§ **Work item**:
Retype the entries exactly. Include every line.

§ **Records for this exercise**:
------------------------------------------------------------

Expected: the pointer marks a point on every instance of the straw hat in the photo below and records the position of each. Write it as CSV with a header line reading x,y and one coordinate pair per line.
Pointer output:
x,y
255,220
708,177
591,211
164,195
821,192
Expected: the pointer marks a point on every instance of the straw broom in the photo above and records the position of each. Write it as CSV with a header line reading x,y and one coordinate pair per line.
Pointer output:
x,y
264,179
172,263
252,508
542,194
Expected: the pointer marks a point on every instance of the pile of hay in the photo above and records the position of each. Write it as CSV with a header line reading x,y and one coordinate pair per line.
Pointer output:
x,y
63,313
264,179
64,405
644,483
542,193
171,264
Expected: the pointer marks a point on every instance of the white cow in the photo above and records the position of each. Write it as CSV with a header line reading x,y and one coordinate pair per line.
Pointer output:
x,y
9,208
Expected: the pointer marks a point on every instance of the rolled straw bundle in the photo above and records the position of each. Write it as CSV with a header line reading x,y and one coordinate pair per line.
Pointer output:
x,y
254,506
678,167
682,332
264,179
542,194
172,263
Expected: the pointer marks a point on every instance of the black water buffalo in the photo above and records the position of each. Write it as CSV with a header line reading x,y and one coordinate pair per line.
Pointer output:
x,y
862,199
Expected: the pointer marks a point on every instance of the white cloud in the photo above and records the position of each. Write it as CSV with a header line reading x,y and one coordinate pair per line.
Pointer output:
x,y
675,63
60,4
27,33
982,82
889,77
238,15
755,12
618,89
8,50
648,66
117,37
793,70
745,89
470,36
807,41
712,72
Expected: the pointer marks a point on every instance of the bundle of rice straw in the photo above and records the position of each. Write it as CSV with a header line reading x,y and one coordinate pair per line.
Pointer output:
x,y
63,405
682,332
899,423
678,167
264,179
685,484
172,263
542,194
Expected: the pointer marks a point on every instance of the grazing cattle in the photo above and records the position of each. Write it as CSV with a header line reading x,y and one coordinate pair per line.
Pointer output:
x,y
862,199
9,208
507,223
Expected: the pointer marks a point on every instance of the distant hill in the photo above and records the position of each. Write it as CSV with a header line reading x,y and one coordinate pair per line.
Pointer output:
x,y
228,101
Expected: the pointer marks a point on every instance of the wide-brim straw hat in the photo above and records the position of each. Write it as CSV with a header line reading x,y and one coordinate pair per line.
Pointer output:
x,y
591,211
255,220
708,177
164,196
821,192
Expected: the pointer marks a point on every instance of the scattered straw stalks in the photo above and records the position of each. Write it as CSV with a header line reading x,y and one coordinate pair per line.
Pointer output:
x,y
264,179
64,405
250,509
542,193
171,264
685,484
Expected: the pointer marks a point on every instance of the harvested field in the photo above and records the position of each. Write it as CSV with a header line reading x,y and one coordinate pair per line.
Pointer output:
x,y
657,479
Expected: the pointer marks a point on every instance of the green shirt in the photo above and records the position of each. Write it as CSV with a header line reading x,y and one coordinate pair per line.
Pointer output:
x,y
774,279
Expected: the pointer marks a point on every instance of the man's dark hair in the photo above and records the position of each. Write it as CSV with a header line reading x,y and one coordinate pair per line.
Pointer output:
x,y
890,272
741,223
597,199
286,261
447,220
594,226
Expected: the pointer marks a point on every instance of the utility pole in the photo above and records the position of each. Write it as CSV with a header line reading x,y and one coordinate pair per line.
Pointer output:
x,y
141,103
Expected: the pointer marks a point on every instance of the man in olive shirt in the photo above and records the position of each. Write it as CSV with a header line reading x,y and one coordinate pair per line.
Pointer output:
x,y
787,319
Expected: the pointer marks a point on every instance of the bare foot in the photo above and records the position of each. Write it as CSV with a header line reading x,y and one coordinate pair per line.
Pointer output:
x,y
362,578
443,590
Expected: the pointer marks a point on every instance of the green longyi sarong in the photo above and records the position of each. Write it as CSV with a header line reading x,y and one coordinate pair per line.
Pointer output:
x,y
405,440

------------------------------------------------------------

§ **Exercise solution**:
Expected: the pointer marks a point on every instance of the straw hat in the photo below and records the position of each. Write it as CSV with a header line reading x,y and one coordinate pair per line.
Pointer output:
x,y
255,220
708,177
591,211
164,195
821,192
Expected: the pointer marks a point on every instance of the straw broom in the photo above and records the position of each. Write it as CSV with a header line reading x,y and one coordinate pair per line.
Pointer output:
x,y
264,179
172,263
252,508
542,194
Expected: the pointer marks a point on every instance of the pile of hay in the photo above and records the position of each. Write it as CSV with a header line reading x,y and one coordinate pair per line.
Pointer output:
x,y
63,313
264,179
64,405
644,483
542,193
171,264
Expected: the pointer marks a point on every instance of the white cow in the photo above and records the position of each. Write it as CSV with a header line reading x,y and one coordinate pair per line.
Pointer output:
x,y
9,208
Expected: the pointer marks a point on every instance of the rolled straw bundle in the photo above and records the position of each. Write it as CSV with a header line reading x,y and one coordinate pair per line.
Pointer output:
x,y
254,506
678,167
682,332
264,179
542,194
172,263
Expected: the pointer marks a point on every instance of the black water buffalo in the photo above and records the position of each. Write it as CSV with a header line reading x,y and one coordinate pair per line.
Pointer output:
x,y
862,199
Expected: the pointer marks a point on every instance of the white cloud in the photo above and records the position of each. Write it as CSV with a header line reading x,y and one coordinate pair per line.
Pointer output:
x,y
675,63
60,4
27,33
982,82
889,77
238,15
755,12
618,89
8,50
648,66
117,37
793,70
745,89
470,36
807,41
712,72
Expected: the pointer marks a point on every instance of the bundle of rice straw in the photo above and records the position of each. Write it as CSV with a header line reading x,y and one coordinate pair per line.
Pointer output:
x,y
63,405
682,332
899,423
678,167
264,179
685,484
172,263
542,194
Expected: the pointer marks a point on every instance of the grazing cattle in the photo above and records the position of each. Write it as CSV with a header line reading x,y and one coordinate pair per line.
Pointer output:
x,y
862,199
9,208
507,223
Expected: the pointer marks a point on every instance of the distant hill in the photo above and records the position of each. Write it as CSV with a header line reading x,y and one coordinate pair per line.
Pointer output:
x,y
228,101
Expected: the pointer marks a point on every instance of the wide-brim straw hat in the photo above and records the position of each. Write it as CSV with a header line reading x,y and one coordinate pair per line.
Pointer output:
x,y
591,211
255,220
708,177
164,196
821,192
Expected: the pointer marks a point on every instance of the scattered straw stalks in the photo above and records the position of each. Write it as CSV with a header line reading x,y and one coordinate pair per line.
Pointer output:
x,y
264,179
64,405
250,509
542,193
171,264
685,484
Expected: the pointer marks a point on every instance of the harvested field in the photo above and records the position of each. Write it as CSV with a header line reading x,y and one coordinate pair per line.
Pointer output:
x,y
657,479
Expected: the pointer marks a point on every instance of the green shirt in the photo above and records the position of each. Write it as CSV with a header line reading x,y and one coordinate pair per line.
Pointer output:
x,y
774,279
Expected: the pointer marks a point on every instance of the man's dark hair in the photo above and records the position of each. Write it as CSV with a header line reading x,y and one coordinate pair per line.
Pointer output:
x,y
890,272
741,223
597,199
286,261
447,220
594,226
Expected: the pointer marks a point on every instance of the utility pole in the photo above and records the position of each. Write it as CSV with a header line reading x,y and one coordinate pair per line.
Pointer output:
x,y
141,103
Expected: the pointer marks a point on every instance of the man in olive shirt in the photo above and records the position of each. Write it as CSV with a header line reading x,y and one coordinate pair per line.
Pointer output:
x,y
787,319
Expected: the pointer marks a point on every instance of the bare foot in the photo above and records the position of each. Write it as CSV with a header line reading x,y and one coordinate pair per line.
Pointer output:
x,y
362,578
443,590
Expected: the pointer marks a point on every instance of the green longyi sarong in the photo above and records the position of each. Write it as CSV with a header line reading x,y and one coordinate pair per line.
Pointer output:
x,y
405,440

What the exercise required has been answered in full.